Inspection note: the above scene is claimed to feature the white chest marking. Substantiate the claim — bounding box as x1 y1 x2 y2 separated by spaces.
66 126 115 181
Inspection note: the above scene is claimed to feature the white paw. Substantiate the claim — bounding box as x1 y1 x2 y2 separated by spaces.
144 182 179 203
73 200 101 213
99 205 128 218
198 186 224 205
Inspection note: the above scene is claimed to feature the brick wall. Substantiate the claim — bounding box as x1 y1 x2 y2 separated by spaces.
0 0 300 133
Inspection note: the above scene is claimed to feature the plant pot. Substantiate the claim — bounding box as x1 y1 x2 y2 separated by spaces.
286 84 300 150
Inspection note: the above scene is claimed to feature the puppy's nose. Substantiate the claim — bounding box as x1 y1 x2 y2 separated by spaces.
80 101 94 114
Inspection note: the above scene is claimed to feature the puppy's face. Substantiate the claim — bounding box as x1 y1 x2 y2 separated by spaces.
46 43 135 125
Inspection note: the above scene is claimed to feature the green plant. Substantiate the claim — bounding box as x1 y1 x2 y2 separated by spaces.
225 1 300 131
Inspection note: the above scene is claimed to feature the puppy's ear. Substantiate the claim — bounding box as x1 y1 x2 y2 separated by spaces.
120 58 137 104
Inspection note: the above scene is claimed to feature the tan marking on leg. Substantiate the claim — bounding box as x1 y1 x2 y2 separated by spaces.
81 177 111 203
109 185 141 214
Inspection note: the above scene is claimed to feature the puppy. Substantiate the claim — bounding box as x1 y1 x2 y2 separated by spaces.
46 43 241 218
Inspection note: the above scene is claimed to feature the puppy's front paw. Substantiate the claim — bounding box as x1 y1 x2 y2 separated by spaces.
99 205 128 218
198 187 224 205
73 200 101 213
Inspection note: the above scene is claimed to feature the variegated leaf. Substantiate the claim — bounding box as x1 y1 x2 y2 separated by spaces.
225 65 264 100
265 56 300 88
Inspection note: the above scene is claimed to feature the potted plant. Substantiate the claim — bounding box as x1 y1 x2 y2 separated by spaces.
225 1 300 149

=======

§ **REQUIRED WORK**
Starting at the line that contains "the puppy's ear." and continuing through the end of the records, write those lines out again with "Inspection note" replaced by "Audit note" and nothing else changed.

§ **SOLUTION FOR THIS PROBLEM**
Audit note: the above scene is claimed to feature the puppy's ear. Substantiate the claim — bounding box as x1 y1 x2 y2 separated by spaces.
120 58 137 104
Audit note: the above scene is claimed to feature the tan marking on leg. Substantiate the claim — bounding box as x1 y1 x2 y2 separated by spaces.
81 177 111 203
109 185 141 214
Audit note: the above scene is claimed to feature the puppy. Substantiate the claim — bounding box as x1 y1 x2 y2 separated by spaces.
46 43 241 218
Audit note: the above scene is claimed to feature the puppy's front paw. Substantiate the claim — bounding box as x1 y1 x2 y2 separated by spaces.
99 205 128 218
198 187 224 205
73 200 101 213
Audit note: the above scene is claimed to feature the variegated leaf. Substantiate the claim — bounding box as x1 y1 x2 y2 separated by spaces.
225 65 264 100
265 56 300 88
Audit note: the above scene is claimed to feature the potted plant. Substantiate the claim — bounding box as x1 y1 x2 y2 separated by spaces.
225 1 300 149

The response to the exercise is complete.